EXERCISE INSTRUCTIONS - Copy each of the following items line for line, without changing any character.

MATERIAL FOR THE TASK -
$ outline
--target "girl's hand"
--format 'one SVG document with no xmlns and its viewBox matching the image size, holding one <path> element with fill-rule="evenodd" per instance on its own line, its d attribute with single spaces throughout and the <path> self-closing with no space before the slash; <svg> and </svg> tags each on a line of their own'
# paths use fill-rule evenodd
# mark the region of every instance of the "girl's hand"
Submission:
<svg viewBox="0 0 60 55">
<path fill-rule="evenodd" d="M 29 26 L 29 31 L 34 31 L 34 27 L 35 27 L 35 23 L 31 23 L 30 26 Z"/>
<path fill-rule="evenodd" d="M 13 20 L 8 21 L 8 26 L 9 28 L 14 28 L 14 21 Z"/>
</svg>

RESPONSE TO THE EXERCISE -
$ outline
--target "girl's hand"
--format 'one SVG document with no xmlns and its viewBox matching the image size, holding one <path> element with fill-rule="evenodd" per instance on its own line, its d attribute with single spaces throughout and the <path> self-closing with no space before the slash; <svg> and </svg> tags each on a line of their own'
# paths use fill-rule evenodd
# mark the region of every instance of the "girl's hand"
Submission:
<svg viewBox="0 0 60 55">
<path fill-rule="evenodd" d="M 29 26 L 29 31 L 34 31 L 34 27 L 35 27 L 35 23 L 31 23 L 30 26 Z"/>
<path fill-rule="evenodd" d="M 13 20 L 8 21 L 8 26 L 9 28 L 14 28 L 14 21 Z"/>
</svg>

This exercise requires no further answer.